* Task description *
All pictures should be dropped, and only the lines from the top of the entries below through the line containing "Target: tall reed" repeated exactly, both ends included.

________________________

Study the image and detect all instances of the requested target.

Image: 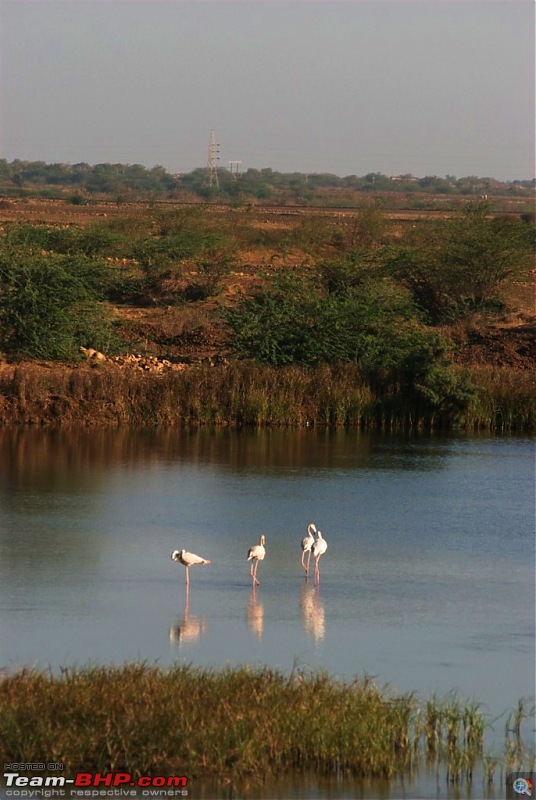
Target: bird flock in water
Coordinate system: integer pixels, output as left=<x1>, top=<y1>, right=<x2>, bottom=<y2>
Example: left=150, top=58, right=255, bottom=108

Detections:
left=171, top=523, right=328, bottom=589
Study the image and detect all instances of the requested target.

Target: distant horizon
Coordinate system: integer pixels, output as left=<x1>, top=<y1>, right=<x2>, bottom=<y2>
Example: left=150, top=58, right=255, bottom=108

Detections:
left=1, top=2, right=533, bottom=183
left=2, top=155, right=534, bottom=185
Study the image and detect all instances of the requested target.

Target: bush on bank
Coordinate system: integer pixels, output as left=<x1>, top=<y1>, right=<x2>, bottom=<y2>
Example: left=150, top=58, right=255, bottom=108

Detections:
left=0, top=206, right=533, bottom=431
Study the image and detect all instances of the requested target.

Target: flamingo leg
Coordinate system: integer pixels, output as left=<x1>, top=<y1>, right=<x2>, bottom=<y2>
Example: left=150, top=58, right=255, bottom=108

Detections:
left=314, top=555, right=322, bottom=585
left=185, top=566, right=190, bottom=588
left=252, top=560, right=260, bottom=586
left=302, top=549, right=313, bottom=576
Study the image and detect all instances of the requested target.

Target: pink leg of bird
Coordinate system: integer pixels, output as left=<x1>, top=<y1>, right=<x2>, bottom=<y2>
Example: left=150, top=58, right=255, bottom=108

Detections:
left=251, top=561, right=260, bottom=586
left=314, top=555, right=322, bottom=585
left=185, top=567, right=190, bottom=588
left=302, top=549, right=313, bottom=576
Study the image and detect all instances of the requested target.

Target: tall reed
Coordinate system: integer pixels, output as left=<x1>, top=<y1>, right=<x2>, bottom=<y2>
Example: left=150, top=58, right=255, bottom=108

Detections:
left=3, top=665, right=523, bottom=785
left=465, top=366, right=536, bottom=432
left=0, top=362, right=534, bottom=431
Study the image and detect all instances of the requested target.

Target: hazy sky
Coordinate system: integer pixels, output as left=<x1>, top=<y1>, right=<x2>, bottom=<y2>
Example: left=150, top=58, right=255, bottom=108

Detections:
left=0, top=0, right=534, bottom=180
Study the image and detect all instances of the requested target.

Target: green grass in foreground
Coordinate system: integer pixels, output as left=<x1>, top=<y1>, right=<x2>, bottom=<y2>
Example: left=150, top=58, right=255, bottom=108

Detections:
left=1, top=664, right=533, bottom=785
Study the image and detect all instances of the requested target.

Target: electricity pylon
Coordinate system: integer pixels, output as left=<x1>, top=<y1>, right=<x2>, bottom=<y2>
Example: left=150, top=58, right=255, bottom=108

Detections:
left=206, top=129, right=219, bottom=188
left=229, top=160, right=242, bottom=179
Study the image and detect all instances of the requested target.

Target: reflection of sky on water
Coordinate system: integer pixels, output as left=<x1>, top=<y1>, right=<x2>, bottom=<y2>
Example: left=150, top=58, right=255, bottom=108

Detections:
left=0, top=429, right=533, bottom=733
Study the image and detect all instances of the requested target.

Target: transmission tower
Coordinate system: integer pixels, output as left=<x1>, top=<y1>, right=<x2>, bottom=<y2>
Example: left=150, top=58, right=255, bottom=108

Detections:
left=206, top=129, right=220, bottom=188
left=229, top=160, right=242, bottom=179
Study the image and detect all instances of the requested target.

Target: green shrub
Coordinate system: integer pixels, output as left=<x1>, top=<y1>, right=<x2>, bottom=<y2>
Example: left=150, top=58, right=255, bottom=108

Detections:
left=2, top=221, right=122, bottom=258
left=387, top=203, right=534, bottom=322
left=0, top=246, right=120, bottom=360
left=224, top=269, right=432, bottom=369
left=222, top=267, right=476, bottom=420
left=3, top=222, right=80, bottom=253
left=223, top=271, right=321, bottom=366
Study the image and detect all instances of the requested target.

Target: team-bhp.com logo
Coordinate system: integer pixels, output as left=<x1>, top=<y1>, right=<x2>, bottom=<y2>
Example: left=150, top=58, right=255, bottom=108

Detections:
left=3, top=770, right=188, bottom=797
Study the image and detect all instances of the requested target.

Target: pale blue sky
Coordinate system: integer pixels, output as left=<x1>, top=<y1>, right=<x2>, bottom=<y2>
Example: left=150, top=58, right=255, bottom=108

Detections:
left=0, top=0, right=534, bottom=180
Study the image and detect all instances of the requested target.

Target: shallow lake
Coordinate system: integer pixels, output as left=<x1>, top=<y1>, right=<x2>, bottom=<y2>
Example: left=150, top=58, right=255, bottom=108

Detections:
left=0, top=427, right=534, bottom=799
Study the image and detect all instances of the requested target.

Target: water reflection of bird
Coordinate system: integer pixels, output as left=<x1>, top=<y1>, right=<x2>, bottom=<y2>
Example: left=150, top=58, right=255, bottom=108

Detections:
left=169, top=596, right=207, bottom=645
left=247, top=535, right=266, bottom=586
left=312, top=530, right=328, bottom=585
left=301, top=522, right=317, bottom=577
left=171, top=549, right=211, bottom=588
left=300, top=582, right=325, bottom=641
left=246, top=587, right=264, bottom=639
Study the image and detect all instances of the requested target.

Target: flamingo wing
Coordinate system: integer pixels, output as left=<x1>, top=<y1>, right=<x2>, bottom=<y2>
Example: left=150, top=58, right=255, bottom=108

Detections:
left=247, top=544, right=265, bottom=561
left=172, top=550, right=211, bottom=567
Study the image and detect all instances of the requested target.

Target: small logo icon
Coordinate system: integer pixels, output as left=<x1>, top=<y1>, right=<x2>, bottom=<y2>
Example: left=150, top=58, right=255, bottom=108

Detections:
left=513, top=777, right=533, bottom=796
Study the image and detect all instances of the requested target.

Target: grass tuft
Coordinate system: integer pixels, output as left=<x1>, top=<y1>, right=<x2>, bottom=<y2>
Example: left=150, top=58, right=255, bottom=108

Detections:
left=1, top=665, right=532, bottom=786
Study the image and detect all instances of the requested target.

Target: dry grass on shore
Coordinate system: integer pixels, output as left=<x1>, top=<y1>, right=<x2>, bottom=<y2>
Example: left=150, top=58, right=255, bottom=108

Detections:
left=0, top=361, right=534, bottom=432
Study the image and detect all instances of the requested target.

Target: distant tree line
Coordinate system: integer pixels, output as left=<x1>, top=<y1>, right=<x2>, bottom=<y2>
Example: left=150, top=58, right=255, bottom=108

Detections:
left=0, top=159, right=533, bottom=205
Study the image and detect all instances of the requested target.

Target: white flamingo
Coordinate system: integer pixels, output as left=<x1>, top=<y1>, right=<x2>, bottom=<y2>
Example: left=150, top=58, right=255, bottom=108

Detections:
left=312, top=530, right=328, bottom=585
left=247, top=534, right=266, bottom=586
left=171, top=549, right=211, bottom=588
left=301, top=522, right=317, bottom=576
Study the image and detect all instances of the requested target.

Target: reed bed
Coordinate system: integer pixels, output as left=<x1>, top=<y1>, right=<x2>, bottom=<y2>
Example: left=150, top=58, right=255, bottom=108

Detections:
left=3, top=664, right=530, bottom=785
left=466, top=365, right=536, bottom=432
left=0, top=361, right=534, bottom=431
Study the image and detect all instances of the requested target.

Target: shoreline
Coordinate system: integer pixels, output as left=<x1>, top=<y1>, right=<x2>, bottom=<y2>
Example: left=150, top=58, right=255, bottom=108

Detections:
left=0, top=361, right=534, bottom=432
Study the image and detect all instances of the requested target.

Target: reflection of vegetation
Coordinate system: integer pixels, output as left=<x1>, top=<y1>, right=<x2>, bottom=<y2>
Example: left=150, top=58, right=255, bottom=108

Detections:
left=1, top=664, right=532, bottom=785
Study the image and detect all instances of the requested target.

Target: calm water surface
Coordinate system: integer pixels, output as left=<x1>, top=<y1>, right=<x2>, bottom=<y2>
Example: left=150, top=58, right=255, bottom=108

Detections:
left=0, top=428, right=534, bottom=799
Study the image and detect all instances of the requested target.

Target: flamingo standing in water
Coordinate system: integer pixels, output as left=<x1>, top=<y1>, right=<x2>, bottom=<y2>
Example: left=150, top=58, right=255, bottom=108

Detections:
left=247, top=535, right=266, bottom=586
left=301, top=522, right=317, bottom=576
left=312, top=530, right=328, bottom=585
left=171, top=549, right=211, bottom=588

________________________

* Solution to the problem *
Study the image and detect all instances of the requested target.

Image: 
Target: bird flock in water
Coordinate system: integer pixels, output as left=<x1>, top=<y1>, right=<x2>, bottom=<y2>
Example: left=150, top=58, right=255, bottom=108

Detections:
left=171, top=523, right=328, bottom=589
Study the image and detect all instances of the requested target.

Target: distant horizon
Coordinate system: integer pixels, output as left=<x1>, top=<y1>, right=<x2>, bottom=<y2>
Example: left=150, top=58, right=255, bottom=108

Detections:
left=1, top=2, right=533, bottom=183
left=2, top=155, right=534, bottom=185
Study the image and detect all instances of the requested target.

Target: bush on bank
Coordinate system: integer pixels, output as left=<x1>, top=<y1>, right=<x2>, bottom=<y2>
Example: left=150, top=58, right=255, bottom=108

Detections:
left=0, top=206, right=533, bottom=431
Study the image and detect all instances of the requested target.

Target: flamingo leg
Coordinate system: integer pixels, output as left=<x1>, top=<y1>, right=<x2>, bottom=<y2>
Example: left=150, top=58, right=255, bottom=108

Detections:
left=314, top=555, right=322, bottom=585
left=185, top=566, right=190, bottom=588
left=252, top=560, right=260, bottom=586
left=302, top=549, right=313, bottom=576
Study the image and detect all instances of the requested target.

Target: pink leg of bird
Coordinate system: integer pixels, output as left=<x1>, top=<y1>, right=<x2>, bottom=<y2>
Example: left=150, top=58, right=255, bottom=108

Detections:
left=251, top=561, right=260, bottom=586
left=314, top=555, right=322, bottom=585
left=185, top=567, right=190, bottom=588
left=302, top=549, right=313, bottom=576
Study the image and detect all instances of the requested target.

Target: tall reed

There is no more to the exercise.